[Object detection data]

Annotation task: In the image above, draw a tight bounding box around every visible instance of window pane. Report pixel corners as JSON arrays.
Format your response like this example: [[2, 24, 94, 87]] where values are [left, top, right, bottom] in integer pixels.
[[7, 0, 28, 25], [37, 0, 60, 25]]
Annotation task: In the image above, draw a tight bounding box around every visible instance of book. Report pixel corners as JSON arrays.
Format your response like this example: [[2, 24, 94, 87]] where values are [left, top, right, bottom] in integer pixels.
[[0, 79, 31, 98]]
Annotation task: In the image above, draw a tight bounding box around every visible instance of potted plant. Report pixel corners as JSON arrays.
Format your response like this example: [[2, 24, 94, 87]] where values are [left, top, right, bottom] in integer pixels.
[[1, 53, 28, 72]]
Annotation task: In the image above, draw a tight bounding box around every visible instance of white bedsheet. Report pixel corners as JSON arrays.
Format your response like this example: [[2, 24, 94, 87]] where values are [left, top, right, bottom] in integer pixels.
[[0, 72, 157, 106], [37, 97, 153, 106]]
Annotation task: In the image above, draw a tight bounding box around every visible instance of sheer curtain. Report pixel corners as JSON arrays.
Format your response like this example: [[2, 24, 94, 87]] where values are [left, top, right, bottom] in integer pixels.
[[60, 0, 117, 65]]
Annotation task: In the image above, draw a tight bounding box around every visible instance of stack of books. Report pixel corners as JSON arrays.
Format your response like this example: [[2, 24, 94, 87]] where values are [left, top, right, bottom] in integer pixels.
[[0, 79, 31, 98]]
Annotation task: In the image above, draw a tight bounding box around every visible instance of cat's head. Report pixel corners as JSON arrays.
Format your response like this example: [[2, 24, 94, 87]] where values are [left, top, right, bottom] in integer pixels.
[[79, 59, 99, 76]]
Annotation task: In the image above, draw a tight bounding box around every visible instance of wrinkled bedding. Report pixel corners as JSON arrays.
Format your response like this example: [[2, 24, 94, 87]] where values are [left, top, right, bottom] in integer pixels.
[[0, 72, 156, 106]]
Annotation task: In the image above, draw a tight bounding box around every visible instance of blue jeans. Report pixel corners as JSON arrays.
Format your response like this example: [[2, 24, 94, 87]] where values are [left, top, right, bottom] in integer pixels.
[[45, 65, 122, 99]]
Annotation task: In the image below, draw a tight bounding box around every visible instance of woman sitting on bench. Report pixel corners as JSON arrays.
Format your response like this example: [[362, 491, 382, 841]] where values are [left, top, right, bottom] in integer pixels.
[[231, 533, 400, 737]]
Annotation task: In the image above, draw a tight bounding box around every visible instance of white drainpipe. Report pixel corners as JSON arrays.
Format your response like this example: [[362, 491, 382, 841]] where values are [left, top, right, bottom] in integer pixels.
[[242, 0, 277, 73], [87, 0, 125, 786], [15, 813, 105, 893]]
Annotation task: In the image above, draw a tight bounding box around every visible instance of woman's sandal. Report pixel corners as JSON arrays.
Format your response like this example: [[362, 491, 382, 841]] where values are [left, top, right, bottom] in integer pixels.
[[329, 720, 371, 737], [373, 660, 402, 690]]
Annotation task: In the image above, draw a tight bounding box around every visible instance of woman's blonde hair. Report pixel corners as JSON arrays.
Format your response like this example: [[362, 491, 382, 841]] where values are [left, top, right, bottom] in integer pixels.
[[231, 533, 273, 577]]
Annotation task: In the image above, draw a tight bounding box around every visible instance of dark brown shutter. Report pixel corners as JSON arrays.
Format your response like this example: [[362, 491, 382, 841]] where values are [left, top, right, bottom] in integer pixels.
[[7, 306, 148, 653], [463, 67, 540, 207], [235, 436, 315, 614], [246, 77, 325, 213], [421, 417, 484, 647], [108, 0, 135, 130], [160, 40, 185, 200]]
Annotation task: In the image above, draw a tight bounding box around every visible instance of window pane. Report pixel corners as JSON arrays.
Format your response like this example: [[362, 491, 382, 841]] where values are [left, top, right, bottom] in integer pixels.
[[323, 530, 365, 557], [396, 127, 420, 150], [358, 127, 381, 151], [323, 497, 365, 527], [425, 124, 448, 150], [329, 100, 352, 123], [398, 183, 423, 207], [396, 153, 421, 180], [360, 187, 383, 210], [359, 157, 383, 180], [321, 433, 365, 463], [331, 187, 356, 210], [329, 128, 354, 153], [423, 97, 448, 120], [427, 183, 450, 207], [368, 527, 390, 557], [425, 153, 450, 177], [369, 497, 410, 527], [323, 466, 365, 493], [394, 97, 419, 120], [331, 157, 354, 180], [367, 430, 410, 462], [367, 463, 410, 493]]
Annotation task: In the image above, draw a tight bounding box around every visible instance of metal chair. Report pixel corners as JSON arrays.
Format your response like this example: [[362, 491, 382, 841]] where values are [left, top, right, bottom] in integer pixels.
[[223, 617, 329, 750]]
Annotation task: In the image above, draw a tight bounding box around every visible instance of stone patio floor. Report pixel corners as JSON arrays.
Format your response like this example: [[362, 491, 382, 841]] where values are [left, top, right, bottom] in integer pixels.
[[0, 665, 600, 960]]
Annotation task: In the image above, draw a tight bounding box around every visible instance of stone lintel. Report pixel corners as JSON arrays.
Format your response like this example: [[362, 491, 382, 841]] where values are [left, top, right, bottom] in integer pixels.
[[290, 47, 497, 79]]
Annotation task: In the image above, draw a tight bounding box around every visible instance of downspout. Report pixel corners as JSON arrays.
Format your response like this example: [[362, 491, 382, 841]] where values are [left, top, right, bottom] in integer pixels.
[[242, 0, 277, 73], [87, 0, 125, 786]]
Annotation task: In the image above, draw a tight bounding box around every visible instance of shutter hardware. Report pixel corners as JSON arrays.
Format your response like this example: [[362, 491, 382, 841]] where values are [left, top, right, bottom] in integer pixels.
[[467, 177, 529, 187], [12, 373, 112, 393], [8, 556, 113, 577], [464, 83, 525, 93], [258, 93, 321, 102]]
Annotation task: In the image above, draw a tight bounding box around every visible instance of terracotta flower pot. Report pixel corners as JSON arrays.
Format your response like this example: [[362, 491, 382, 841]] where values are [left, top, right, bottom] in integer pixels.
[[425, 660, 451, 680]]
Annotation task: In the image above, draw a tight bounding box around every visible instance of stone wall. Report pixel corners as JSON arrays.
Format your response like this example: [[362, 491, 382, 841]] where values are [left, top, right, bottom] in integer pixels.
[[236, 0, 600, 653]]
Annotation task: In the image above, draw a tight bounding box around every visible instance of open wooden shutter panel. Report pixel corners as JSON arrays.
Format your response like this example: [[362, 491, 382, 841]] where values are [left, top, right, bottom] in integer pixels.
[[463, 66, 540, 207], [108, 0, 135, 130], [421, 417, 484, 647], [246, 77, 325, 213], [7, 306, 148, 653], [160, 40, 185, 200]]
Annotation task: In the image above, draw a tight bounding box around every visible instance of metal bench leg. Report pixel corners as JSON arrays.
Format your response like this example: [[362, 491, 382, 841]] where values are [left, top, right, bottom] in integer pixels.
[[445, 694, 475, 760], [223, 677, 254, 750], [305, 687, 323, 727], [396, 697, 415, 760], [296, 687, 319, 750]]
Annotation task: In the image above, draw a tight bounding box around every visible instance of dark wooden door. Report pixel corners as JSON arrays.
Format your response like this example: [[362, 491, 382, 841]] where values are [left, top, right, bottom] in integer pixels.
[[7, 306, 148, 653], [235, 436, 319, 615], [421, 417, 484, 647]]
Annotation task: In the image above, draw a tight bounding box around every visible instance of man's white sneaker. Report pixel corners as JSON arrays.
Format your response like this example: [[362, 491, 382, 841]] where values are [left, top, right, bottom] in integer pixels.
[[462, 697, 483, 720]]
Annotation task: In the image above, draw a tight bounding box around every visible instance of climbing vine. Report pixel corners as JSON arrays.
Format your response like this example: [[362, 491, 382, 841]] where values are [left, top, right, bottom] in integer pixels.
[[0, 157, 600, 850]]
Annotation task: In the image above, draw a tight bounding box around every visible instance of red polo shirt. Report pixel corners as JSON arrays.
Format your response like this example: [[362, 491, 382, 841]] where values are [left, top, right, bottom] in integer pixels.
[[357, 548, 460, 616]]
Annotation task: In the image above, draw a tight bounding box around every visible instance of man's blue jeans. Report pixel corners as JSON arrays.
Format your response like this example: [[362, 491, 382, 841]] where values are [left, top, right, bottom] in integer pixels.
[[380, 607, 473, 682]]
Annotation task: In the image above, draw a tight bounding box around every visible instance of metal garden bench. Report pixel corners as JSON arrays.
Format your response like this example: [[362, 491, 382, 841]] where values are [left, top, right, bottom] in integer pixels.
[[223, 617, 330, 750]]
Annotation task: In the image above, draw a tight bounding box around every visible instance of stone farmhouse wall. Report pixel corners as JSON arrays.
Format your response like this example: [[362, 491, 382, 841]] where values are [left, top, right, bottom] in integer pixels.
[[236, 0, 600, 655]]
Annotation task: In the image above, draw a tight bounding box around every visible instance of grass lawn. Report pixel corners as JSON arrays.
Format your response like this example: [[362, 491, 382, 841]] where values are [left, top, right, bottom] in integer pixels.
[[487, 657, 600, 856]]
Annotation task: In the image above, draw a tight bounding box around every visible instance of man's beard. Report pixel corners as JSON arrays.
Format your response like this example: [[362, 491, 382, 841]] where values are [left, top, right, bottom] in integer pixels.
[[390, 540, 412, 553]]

**Goal:** Can you reproduce word for word the lines of the records starting with the line that contains "vine. Report pixel corners as JSON arrays." and continuing through the line that contains "[[357, 548, 460, 616]]", including both of those lines?

**Solved exercise:**
Annotation task: In the image above, draw a tight bounding box around every visible instance of climbing vine. Report pixel corners as JSON arrays.
Format your response like this example: [[362, 491, 382, 841]] where values are [left, top, right, bottom] in integer pixels.
[[0, 157, 600, 850]]
Annotation task: In the image above, draw a tight bounding box around every visible instance of red polo shirt. Report pixel corners as JSON arrays.
Format your response like this example: [[362, 491, 382, 841]] where values are [left, top, right, bottom] in integer pixels.
[[357, 548, 460, 616]]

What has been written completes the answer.